**Task instructions:**
Lines to return, exactly: from the line with "Objective — indicate every instance of the phone" to the line with "Objective — indicate every instance of the mosaic" in the entries below, both included.
====
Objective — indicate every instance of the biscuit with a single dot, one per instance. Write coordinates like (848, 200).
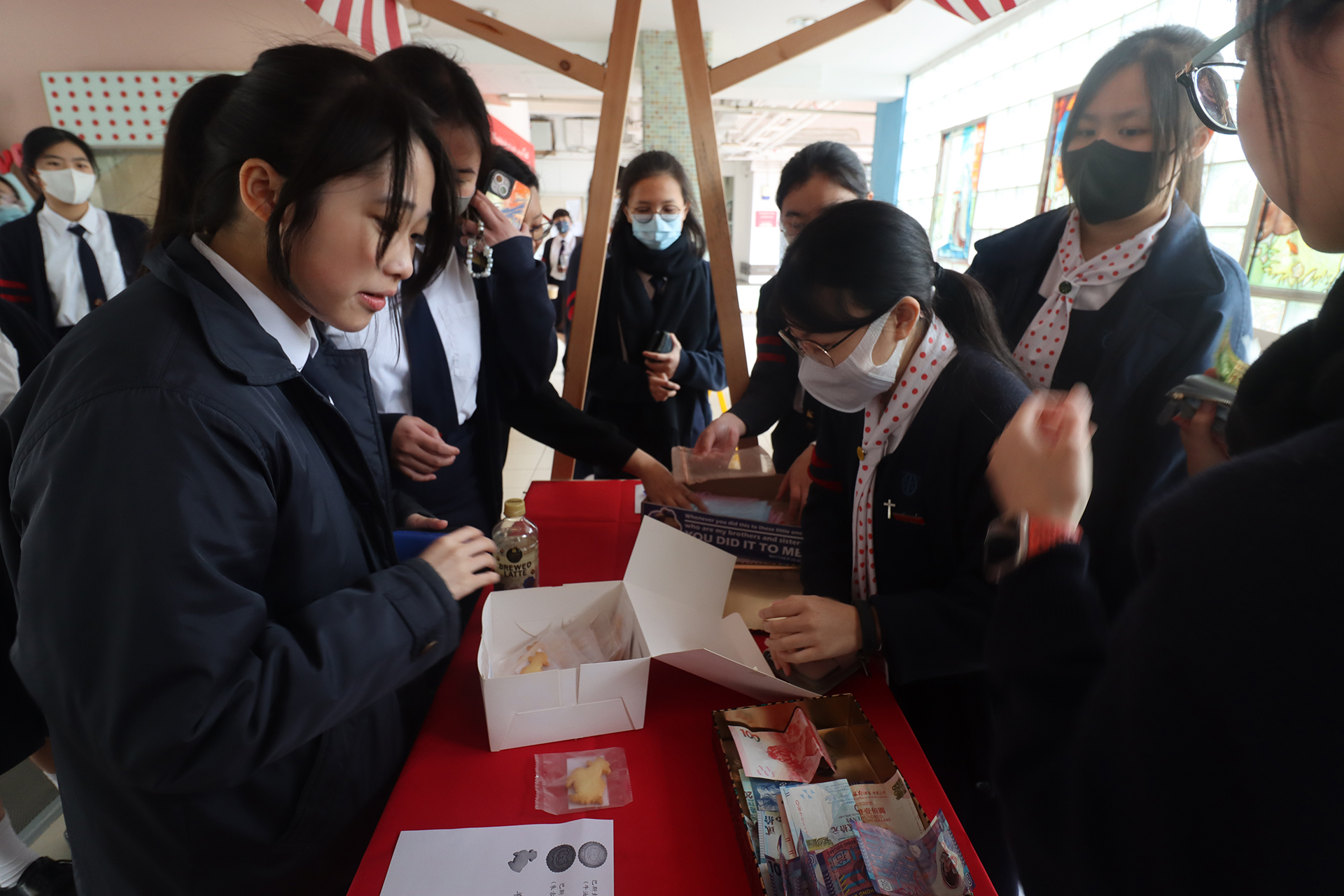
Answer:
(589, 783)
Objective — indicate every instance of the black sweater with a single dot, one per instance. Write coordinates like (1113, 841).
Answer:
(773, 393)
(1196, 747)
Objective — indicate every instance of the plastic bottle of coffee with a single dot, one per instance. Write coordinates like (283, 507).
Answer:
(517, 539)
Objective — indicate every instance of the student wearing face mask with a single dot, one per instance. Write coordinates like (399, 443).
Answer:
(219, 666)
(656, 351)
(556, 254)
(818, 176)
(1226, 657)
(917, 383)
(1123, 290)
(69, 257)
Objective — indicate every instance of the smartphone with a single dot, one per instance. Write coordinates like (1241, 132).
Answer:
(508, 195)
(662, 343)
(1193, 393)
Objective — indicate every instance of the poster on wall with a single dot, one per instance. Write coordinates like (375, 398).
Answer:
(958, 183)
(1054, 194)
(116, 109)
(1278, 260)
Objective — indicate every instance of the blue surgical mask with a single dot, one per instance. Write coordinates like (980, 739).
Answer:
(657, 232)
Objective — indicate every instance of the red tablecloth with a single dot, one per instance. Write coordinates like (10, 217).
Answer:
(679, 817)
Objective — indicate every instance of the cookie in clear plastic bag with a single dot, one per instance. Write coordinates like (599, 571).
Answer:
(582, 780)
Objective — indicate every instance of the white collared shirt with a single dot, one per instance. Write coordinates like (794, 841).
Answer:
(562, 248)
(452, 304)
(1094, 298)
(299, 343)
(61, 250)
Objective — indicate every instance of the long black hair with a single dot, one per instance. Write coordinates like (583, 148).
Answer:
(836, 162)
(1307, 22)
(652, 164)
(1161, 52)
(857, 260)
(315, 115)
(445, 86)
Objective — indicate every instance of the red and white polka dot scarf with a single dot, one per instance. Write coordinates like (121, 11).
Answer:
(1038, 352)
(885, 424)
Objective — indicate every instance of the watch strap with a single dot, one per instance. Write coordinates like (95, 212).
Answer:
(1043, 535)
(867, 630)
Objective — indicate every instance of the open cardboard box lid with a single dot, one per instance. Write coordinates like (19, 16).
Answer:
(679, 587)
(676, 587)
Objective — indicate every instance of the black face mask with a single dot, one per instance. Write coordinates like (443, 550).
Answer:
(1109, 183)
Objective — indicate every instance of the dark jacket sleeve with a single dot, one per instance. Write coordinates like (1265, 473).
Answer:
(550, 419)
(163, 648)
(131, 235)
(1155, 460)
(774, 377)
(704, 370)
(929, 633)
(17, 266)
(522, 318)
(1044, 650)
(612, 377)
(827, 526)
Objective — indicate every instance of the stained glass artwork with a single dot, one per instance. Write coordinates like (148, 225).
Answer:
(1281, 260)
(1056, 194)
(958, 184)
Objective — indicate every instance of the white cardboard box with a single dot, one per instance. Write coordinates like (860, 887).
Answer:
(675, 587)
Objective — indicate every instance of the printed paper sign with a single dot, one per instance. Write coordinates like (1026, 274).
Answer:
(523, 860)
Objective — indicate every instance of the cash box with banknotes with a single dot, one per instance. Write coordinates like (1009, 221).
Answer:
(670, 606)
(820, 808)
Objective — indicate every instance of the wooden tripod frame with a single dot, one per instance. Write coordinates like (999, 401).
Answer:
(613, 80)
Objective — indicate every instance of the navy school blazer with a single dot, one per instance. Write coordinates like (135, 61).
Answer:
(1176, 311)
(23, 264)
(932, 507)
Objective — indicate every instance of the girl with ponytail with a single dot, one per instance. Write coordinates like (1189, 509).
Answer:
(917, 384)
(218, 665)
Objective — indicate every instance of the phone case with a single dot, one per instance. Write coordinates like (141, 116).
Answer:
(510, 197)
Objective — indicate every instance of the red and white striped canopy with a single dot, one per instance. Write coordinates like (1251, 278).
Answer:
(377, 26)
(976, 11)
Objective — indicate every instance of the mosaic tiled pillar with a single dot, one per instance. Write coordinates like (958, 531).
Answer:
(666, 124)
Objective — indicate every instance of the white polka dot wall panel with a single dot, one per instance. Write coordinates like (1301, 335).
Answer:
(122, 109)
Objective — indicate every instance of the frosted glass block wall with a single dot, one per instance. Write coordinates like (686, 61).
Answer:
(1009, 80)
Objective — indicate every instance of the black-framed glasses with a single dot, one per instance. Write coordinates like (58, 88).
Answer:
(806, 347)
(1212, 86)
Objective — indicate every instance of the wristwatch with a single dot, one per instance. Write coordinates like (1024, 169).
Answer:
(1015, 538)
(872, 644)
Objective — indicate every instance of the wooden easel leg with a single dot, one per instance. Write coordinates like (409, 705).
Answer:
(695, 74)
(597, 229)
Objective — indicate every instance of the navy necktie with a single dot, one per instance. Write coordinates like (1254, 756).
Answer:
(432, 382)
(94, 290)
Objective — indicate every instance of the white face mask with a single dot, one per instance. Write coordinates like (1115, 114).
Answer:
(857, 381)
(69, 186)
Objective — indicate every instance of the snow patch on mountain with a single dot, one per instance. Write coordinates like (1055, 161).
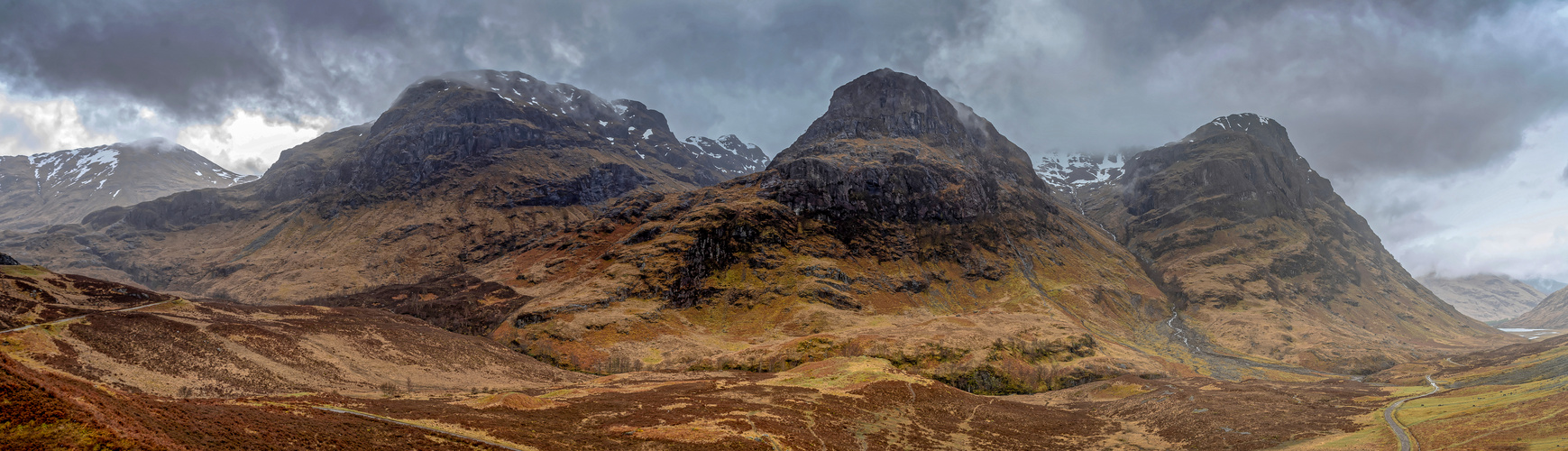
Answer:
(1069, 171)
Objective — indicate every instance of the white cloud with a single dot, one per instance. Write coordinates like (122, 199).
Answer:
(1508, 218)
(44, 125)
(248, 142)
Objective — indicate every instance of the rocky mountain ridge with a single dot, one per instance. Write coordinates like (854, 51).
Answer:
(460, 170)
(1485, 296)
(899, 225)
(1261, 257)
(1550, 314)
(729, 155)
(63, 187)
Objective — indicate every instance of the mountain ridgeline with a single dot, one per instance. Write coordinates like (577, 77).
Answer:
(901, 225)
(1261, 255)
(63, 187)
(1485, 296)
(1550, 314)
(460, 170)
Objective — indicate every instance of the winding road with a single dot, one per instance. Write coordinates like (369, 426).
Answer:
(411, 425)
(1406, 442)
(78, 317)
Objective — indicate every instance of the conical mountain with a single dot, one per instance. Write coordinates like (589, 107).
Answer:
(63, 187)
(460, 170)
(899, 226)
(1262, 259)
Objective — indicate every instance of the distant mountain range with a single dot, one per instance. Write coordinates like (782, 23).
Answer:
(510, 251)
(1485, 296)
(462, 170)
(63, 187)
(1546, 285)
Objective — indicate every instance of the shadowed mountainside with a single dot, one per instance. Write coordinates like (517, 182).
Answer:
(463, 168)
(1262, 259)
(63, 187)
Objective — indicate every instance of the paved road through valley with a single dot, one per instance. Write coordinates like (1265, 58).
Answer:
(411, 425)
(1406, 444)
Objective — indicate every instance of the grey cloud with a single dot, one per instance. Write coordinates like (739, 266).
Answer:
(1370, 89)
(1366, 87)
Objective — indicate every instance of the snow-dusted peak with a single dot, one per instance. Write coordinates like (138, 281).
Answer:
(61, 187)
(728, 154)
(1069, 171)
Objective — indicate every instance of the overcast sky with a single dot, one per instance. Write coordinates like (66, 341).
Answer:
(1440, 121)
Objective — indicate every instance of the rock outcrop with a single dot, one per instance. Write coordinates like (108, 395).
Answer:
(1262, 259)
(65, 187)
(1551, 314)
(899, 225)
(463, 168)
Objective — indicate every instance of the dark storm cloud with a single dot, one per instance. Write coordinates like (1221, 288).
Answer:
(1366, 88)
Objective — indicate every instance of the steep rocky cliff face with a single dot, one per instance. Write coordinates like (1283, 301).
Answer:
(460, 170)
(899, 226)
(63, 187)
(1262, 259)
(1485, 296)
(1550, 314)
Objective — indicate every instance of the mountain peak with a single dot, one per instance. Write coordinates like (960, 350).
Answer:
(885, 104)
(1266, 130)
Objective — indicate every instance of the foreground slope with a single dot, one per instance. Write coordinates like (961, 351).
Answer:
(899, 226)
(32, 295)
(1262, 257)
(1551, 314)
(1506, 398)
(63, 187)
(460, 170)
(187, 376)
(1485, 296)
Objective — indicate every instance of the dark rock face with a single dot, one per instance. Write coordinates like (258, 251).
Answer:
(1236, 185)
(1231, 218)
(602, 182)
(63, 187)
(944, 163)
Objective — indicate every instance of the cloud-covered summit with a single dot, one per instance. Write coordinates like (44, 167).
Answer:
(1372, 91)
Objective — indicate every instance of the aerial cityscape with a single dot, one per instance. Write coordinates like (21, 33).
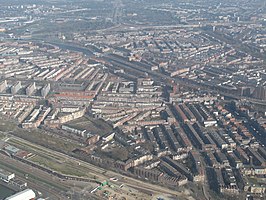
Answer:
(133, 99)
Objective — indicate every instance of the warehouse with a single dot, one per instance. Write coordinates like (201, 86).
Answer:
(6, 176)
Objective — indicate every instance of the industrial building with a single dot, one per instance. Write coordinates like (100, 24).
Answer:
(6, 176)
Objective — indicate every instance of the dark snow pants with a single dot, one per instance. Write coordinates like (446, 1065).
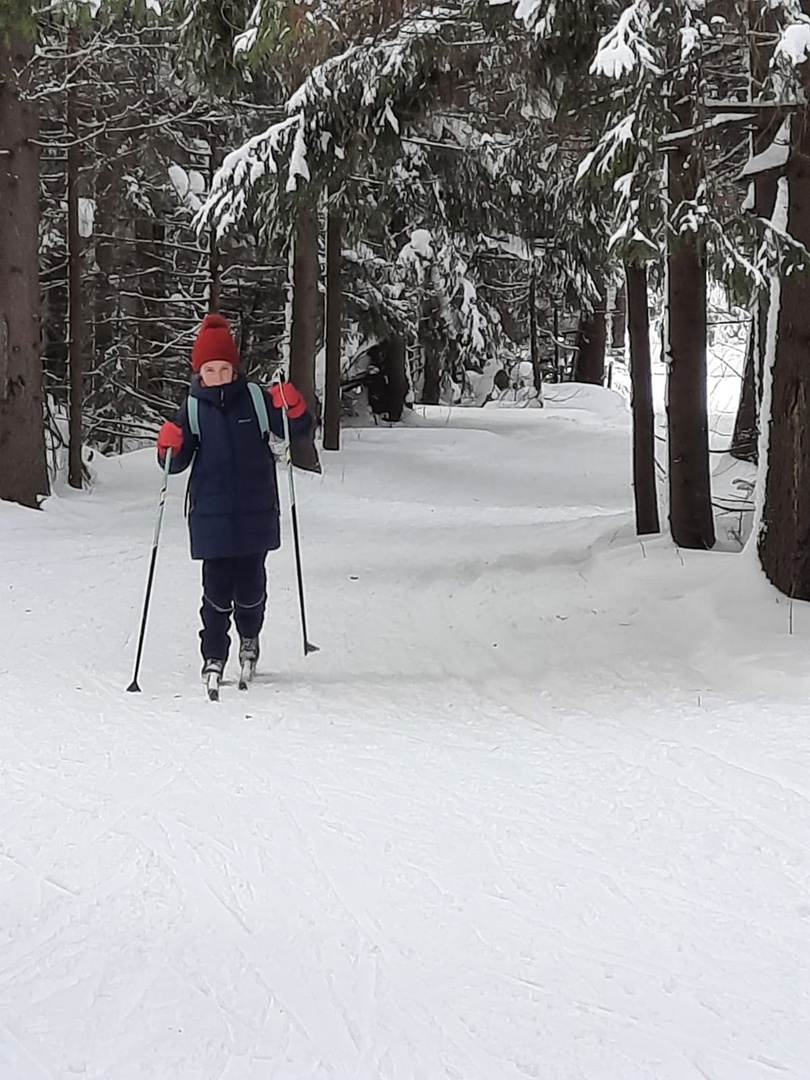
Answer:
====
**Worked solution:**
Objective — indicate every instance of the phone case with a single dot, one per instance. Write coordinates like (141, 116).
Answer:
(510, 197)
Objective — indicate every instance of the red and white striped canopy with a single dot, one per instance. Write coordinates like (1251, 278).
Answer:
(377, 26)
(976, 11)
Objective — indicate every instance of the mosaic tiled pillar with a single dot, one per instance. Write coordinates like (958, 531).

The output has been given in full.